— DIRECTIONS —
Transcribe the whole listing without a single picture.

(Extracted records)
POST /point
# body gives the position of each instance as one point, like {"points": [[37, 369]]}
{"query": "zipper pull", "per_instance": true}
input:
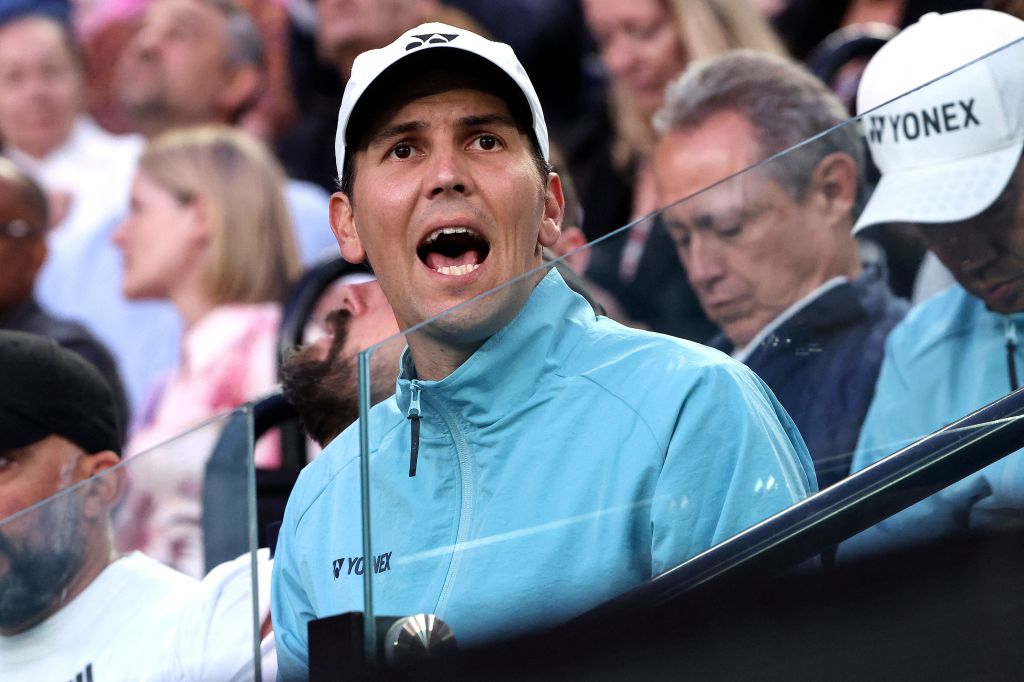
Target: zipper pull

— EXERCISE RESULT —
POST /point
# body gives the position of each instance as one point, like {"points": [[37, 369]]}
{"query": "zipper pull", "per_instance": true}
input:
Target: zipper pull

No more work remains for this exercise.